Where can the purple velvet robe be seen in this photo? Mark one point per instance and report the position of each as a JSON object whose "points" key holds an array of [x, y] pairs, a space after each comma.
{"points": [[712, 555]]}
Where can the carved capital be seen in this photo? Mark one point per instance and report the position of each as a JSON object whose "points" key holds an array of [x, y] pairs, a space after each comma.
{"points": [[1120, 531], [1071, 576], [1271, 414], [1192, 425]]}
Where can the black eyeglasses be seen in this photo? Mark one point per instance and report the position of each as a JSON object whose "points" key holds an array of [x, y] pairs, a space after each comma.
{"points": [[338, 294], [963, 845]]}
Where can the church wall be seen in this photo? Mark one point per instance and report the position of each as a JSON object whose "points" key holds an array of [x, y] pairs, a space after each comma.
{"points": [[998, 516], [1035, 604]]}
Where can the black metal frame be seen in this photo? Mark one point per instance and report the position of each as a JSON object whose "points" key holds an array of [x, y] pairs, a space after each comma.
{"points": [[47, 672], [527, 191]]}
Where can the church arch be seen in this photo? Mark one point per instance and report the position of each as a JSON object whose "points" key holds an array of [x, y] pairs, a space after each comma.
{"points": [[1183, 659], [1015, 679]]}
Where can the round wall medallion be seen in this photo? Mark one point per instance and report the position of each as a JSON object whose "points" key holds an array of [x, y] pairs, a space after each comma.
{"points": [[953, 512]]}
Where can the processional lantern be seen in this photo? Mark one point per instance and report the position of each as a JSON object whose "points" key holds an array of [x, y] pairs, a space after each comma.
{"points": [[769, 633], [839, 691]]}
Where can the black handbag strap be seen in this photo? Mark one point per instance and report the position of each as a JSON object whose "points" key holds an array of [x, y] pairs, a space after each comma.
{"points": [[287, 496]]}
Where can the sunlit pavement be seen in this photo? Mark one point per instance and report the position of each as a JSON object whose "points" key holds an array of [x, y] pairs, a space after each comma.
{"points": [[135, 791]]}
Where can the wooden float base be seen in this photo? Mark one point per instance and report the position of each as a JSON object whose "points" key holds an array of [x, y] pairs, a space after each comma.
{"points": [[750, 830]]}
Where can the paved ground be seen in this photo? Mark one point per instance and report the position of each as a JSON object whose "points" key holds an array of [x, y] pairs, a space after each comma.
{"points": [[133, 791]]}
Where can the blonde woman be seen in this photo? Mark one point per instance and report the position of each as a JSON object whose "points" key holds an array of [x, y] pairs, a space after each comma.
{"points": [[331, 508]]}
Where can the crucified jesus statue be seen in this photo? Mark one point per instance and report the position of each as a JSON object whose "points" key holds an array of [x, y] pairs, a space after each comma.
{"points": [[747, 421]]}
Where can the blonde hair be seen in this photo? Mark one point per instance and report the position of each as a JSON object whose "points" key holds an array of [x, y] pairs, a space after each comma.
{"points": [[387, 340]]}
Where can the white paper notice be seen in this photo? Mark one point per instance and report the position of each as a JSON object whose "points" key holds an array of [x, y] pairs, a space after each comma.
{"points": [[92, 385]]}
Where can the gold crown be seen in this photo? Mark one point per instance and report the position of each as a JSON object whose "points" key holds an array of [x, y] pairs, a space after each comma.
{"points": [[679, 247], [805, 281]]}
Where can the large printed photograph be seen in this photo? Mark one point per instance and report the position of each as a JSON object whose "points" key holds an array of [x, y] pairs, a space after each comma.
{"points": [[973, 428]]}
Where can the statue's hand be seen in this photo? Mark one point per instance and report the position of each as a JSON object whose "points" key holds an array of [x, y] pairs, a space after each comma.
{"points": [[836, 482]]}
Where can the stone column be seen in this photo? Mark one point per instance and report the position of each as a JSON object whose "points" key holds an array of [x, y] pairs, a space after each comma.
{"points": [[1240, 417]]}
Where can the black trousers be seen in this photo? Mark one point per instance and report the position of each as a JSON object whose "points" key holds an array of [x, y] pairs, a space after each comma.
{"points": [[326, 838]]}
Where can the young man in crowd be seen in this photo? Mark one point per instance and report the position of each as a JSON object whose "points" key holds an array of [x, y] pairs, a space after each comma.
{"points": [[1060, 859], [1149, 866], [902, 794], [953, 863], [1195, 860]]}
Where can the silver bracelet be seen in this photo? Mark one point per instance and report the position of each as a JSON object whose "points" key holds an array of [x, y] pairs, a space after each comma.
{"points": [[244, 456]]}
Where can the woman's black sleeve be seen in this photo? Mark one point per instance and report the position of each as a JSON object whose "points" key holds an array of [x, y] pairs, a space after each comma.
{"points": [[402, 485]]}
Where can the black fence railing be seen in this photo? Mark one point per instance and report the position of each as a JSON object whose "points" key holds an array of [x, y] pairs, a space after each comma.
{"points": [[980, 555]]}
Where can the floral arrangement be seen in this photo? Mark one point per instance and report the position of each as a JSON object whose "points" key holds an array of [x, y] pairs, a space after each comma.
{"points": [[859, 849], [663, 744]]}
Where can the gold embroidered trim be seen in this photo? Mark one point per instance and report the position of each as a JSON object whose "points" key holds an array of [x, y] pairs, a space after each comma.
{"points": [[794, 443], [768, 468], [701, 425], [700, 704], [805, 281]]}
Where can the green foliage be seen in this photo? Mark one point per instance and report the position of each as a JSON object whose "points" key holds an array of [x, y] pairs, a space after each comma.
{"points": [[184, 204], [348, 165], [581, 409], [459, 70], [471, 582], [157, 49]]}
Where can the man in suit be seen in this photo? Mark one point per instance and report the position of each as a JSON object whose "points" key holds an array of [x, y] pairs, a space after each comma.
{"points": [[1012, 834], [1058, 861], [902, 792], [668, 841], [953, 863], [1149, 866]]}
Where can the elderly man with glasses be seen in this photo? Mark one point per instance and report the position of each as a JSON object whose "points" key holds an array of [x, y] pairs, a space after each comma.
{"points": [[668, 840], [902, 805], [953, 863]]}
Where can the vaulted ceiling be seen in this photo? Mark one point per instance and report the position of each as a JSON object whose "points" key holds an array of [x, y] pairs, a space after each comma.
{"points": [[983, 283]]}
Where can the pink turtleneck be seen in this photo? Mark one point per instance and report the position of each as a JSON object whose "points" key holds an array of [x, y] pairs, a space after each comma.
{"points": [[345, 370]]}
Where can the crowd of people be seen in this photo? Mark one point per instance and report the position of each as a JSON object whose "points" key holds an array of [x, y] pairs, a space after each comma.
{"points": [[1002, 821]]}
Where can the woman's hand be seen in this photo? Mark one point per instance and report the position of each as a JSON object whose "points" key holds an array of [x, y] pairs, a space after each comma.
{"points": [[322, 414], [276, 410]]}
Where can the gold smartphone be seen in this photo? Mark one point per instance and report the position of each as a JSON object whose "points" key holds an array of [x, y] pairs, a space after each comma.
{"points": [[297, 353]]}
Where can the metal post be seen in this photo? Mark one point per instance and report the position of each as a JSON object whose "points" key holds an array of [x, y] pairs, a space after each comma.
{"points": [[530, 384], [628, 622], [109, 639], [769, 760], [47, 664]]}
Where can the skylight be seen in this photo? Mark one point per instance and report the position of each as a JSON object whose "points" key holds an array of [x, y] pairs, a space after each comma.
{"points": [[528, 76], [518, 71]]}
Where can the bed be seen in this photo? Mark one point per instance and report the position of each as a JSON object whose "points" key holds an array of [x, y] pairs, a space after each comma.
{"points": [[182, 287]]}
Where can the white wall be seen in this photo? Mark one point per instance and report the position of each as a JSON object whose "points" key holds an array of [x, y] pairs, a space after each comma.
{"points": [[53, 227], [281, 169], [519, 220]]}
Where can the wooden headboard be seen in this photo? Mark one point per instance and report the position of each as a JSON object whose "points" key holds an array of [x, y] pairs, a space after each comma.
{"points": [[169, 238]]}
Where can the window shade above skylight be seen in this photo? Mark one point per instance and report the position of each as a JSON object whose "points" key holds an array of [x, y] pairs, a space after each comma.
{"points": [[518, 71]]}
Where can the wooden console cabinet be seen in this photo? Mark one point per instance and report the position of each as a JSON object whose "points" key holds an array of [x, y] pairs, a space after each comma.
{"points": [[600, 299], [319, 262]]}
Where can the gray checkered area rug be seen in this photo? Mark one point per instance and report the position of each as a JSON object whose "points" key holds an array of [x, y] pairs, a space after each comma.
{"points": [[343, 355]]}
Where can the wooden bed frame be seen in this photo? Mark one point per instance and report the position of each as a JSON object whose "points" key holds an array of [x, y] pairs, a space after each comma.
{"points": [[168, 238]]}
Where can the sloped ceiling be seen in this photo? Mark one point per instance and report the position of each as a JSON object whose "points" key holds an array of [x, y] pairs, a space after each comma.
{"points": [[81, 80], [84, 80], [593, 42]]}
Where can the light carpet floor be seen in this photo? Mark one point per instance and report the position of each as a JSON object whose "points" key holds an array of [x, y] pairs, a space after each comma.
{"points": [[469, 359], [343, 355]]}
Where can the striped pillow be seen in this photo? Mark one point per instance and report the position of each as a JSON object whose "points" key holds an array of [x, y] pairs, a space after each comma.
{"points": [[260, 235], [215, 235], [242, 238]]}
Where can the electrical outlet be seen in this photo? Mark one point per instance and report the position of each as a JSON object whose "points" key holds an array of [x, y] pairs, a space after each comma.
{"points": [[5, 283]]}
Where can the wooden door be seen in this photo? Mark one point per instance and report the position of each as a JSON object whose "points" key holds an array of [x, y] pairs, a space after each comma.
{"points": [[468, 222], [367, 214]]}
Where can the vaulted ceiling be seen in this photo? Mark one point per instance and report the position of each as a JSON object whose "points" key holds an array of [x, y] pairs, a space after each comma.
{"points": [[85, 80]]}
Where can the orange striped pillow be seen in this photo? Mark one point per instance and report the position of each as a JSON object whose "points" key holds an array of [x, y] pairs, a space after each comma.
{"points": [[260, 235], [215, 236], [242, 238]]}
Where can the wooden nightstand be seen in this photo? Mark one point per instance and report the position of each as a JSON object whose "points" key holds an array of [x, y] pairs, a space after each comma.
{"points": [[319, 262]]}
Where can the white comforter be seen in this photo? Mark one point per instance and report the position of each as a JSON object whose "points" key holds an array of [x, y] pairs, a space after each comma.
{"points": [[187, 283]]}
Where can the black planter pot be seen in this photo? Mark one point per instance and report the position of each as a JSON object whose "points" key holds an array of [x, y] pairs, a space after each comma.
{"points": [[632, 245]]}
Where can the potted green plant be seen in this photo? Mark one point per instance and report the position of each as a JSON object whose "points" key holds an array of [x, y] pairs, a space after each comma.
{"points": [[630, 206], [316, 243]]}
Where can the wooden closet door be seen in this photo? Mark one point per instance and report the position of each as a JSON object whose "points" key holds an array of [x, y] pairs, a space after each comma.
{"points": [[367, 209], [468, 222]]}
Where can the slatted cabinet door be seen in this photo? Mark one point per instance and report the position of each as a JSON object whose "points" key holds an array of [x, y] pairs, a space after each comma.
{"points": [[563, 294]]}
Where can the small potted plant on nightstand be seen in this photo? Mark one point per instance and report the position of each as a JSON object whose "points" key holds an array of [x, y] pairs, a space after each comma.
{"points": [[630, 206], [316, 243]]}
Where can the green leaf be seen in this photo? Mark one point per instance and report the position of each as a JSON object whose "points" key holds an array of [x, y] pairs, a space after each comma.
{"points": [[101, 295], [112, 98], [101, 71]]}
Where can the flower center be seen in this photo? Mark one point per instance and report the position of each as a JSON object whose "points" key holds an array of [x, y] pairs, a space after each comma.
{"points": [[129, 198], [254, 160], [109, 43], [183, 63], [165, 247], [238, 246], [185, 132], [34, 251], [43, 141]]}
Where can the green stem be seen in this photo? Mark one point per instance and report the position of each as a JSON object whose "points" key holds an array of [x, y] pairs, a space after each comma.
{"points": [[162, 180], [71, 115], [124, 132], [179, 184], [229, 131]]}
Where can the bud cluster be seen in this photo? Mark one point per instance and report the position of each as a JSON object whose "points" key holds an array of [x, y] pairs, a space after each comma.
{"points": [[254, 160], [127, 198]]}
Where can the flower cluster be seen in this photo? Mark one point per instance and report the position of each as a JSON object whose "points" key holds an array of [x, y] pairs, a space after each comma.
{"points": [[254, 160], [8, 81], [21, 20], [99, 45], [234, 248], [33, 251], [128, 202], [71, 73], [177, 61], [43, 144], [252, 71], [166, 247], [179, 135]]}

****************

What you will do: Nothing before the line containing "Where can the flower cluster" should be repeated; repeat that line and all later lines through the end of the data above, exactly.

Task solution:
Where can the flower cluster be seen in this photo? Mark one point per instance and report the position of each as a JSON object whose "points" key holds an array of [x, y] pairs, a space after each comma.
{"points": [[254, 160], [8, 81], [21, 20], [99, 45], [234, 248], [33, 251], [128, 202], [71, 73], [177, 61], [43, 144], [252, 71], [166, 247], [179, 135]]}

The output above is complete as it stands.